Re: [PATCH 1/2] wait/ptrace: always assume __WALL if the child is traced

From: Denys Vlasenko
Date: Wed Oct 21 2015 - 15:59:34 EST


On 10/21/2015 12:31 AM, Andrew Morton wrote:
> On Tue, 20 Oct 2015 19:17:54 +0200 Oleg Nesterov <oleg@xxxxxxxxxx> wrote:
>
>> The following program (simplified version of generated by syzkaller)
>>
>> #include <pthread.h>
>> #include <unistd.h>
>> #include <sys/ptrace.h>
>> #include <stdio.h>
>> #include <signal.h>
>>
>> void *thread_func(void *arg)
>> {
>> ptrace(PTRACE_TRACEME, 0,0,0);
>> return 0;
>> }
>>
>> int main(void)
>> {
>> pthread_t thread;
>>
>> if (fork())
>> return 0;
>>
>> while (getppid() != 1)
>> ;
>>
>> pthread_create(&thread, NULL, thread_func, NULL);
>> pthread_join(thread, NULL);
>> return 0;
>> }
>>
>> creates the unreapable zombie if /sbin/init doesn't use __WALL.
>>
>> This is not a kernel bug, at least in a sense that everything works as
>> expected: debugger should reap a traced sub-thread before it can reap
>> the leader, but without __WALL/__WCLONE do_wait() ignores sub-threads.
>>
>> Unfortunately, it seems that /sbin/init in most (all?) distributions
>> doesn't use it and we have to change the kernel to avoid the problem.

— WRITTEN TASKS —
A. Answer these questions about the ptrace patch message:
(i) Who sent the message, and on what date?
(ii) What does the program create if /sbin/init doesn't use __WALL?
(iii) Without __WALL/__WCLONE, what does do_wait() ignore?
B. Pick up the ptrace patch message after its last sentence and carry it on.

Entries from an annotation dataset
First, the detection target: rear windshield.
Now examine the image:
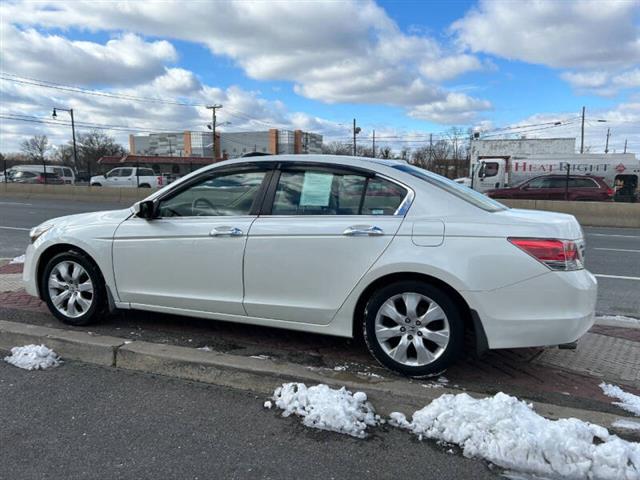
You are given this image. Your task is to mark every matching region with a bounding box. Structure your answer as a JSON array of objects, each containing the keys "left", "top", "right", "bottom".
[{"left": 393, "top": 164, "right": 507, "bottom": 212}]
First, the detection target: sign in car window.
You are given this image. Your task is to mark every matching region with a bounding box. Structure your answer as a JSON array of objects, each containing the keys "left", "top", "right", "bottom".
[{"left": 300, "top": 172, "right": 333, "bottom": 207}]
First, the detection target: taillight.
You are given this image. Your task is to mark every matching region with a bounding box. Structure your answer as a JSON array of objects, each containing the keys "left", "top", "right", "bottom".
[{"left": 507, "top": 237, "right": 584, "bottom": 271}]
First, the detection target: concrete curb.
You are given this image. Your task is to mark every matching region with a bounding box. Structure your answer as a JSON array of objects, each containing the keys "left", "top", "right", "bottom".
[
  {"left": 0, "top": 320, "right": 125, "bottom": 367},
  {"left": 0, "top": 320, "right": 633, "bottom": 437}
]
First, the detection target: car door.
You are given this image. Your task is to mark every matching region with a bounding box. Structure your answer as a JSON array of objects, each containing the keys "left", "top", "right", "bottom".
[
  {"left": 513, "top": 177, "right": 551, "bottom": 200},
  {"left": 116, "top": 168, "right": 136, "bottom": 187},
  {"left": 244, "top": 165, "right": 411, "bottom": 324},
  {"left": 104, "top": 168, "right": 122, "bottom": 187},
  {"left": 113, "top": 166, "right": 269, "bottom": 315}
]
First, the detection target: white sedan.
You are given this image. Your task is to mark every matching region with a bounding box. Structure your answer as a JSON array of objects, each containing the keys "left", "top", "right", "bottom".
[{"left": 24, "top": 155, "right": 597, "bottom": 377}]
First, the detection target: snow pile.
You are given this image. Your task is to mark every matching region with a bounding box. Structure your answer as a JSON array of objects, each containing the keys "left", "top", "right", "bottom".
[
  {"left": 390, "top": 393, "right": 640, "bottom": 479},
  {"left": 600, "top": 383, "right": 640, "bottom": 415},
  {"left": 9, "top": 253, "right": 24, "bottom": 264},
  {"left": 273, "top": 383, "right": 379, "bottom": 438},
  {"left": 611, "top": 420, "right": 640, "bottom": 430},
  {"left": 4, "top": 345, "right": 62, "bottom": 370}
]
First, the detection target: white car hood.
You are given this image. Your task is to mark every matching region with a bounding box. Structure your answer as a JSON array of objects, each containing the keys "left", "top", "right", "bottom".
[{"left": 43, "top": 208, "right": 133, "bottom": 229}]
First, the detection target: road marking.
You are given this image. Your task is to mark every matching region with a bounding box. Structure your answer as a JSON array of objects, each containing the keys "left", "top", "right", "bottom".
[
  {"left": 593, "top": 273, "right": 640, "bottom": 281},
  {"left": 594, "top": 248, "right": 640, "bottom": 253},
  {"left": 587, "top": 233, "right": 640, "bottom": 238},
  {"left": 0, "top": 226, "right": 31, "bottom": 232}
]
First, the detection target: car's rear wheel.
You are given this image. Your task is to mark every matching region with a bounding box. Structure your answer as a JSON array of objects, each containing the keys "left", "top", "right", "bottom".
[
  {"left": 364, "top": 281, "right": 464, "bottom": 377},
  {"left": 40, "top": 251, "right": 107, "bottom": 325}
]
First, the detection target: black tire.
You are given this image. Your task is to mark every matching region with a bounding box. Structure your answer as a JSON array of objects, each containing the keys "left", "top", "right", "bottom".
[
  {"left": 363, "top": 280, "right": 464, "bottom": 378},
  {"left": 40, "top": 250, "right": 108, "bottom": 326}
]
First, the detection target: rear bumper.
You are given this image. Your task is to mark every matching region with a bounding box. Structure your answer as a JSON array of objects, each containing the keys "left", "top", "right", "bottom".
[{"left": 463, "top": 270, "right": 598, "bottom": 349}]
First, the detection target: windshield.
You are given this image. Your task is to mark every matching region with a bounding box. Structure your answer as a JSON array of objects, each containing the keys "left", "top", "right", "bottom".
[{"left": 393, "top": 164, "right": 507, "bottom": 212}]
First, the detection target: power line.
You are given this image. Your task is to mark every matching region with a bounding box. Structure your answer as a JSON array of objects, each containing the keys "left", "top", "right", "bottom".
[
  {"left": 0, "top": 72, "right": 284, "bottom": 128},
  {"left": 0, "top": 113, "right": 276, "bottom": 149}
]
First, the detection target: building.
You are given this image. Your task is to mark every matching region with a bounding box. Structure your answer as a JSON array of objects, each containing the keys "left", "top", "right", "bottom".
[
  {"left": 98, "top": 154, "right": 213, "bottom": 178},
  {"left": 129, "top": 128, "right": 322, "bottom": 160},
  {"left": 469, "top": 138, "right": 576, "bottom": 165}
]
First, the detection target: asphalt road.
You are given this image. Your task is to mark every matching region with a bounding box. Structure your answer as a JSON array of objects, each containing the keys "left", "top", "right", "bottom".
[
  {"left": 0, "top": 362, "right": 500, "bottom": 480},
  {"left": 0, "top": 197, "right": 640, "bottom": 316}
]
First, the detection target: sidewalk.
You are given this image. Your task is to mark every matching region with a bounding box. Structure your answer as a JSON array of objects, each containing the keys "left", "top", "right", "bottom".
[{"left": 0, "top": 256, "right": 640, "bottom": 414}]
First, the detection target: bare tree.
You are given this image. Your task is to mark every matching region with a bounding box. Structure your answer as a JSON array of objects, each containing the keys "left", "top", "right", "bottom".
[
  {"left": 322, "top": 142, "right": 353, "bottom": 155},
  {"left": 77, "top": 130, "right": 126, "bottom": 172},
  {"left": 378, "top": 145, "right": 393, "bottom": 158},
  {"left": 20, "top": 135, "right": 51, "bottom": 163},
  {"left": 51, "top": 145, "right": 73, "bottom": 165},
  {"left": 411, "top": 147, "right": 432, "bottom": 170}
]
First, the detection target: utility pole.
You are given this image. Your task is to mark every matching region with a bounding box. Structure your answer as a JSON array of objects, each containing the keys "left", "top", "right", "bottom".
[
  {"left": 52, "top": 107, "right": 79, "bottom": 177},
  {"left": 580, "top": 107, "right": 585, "bottom": 153},
  {"left": 353, "top": 118, "right": 361, "bottom": 157},
  {"left": 207, "top": 103, "right": 222, "bottom": 163},
  {"left": 371, "top": 130, "right": 376, "bottom": 158}
]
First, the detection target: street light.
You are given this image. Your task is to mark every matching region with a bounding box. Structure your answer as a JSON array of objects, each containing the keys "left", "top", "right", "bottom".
[
  {"left": 207, "top": 103, "right": 222, "bottom": 163},
  {"left": 51, "top": 107, "right": 79, "bottom": 177}
]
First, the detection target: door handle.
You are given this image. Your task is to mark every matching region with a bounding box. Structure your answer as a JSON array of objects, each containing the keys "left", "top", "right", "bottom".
[
  {"left": 209, "top": 227, "right": 242, "bottom": 237},
  {"left": 342, "top": 225, "right": 384, "bottom": 237}
]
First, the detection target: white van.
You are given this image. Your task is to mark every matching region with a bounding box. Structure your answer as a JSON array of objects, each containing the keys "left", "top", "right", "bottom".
[{"left": 11, "top": 164, "right": 76, "bottom": 185}]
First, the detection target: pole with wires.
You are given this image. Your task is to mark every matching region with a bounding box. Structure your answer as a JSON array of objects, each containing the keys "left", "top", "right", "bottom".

— ANSWERS PROVIDED —
A.
(i) Denys Vlasenko, on Wed Oct 21 2015.
(ii) The unreapable zombie.
(iii) Sub-threads.

B.
>
> Well, to fix this a distro needs to roll out a new kernel. Or a new
> init(8). Is there any reason to believe that distributing/deploying a
> new kernel is significantly easier for everyone? Because fixing init
> sounds like a much preferable solution to this problem.

People will continue to write new init(8) implementations,
and they will miss this obscure case.

Before this bug was found, it was considered possible to use
a shell script as init process. What now, every shell needs to add
__WALL to its waitpids?

The use of PTRACE_TRACEME in this reproducer is clearly pathological:
PTRACE_TRACEME was never intended to be used to attach to unsuspecting
processes.

How about making PTRACE_TRACEME fail in this case?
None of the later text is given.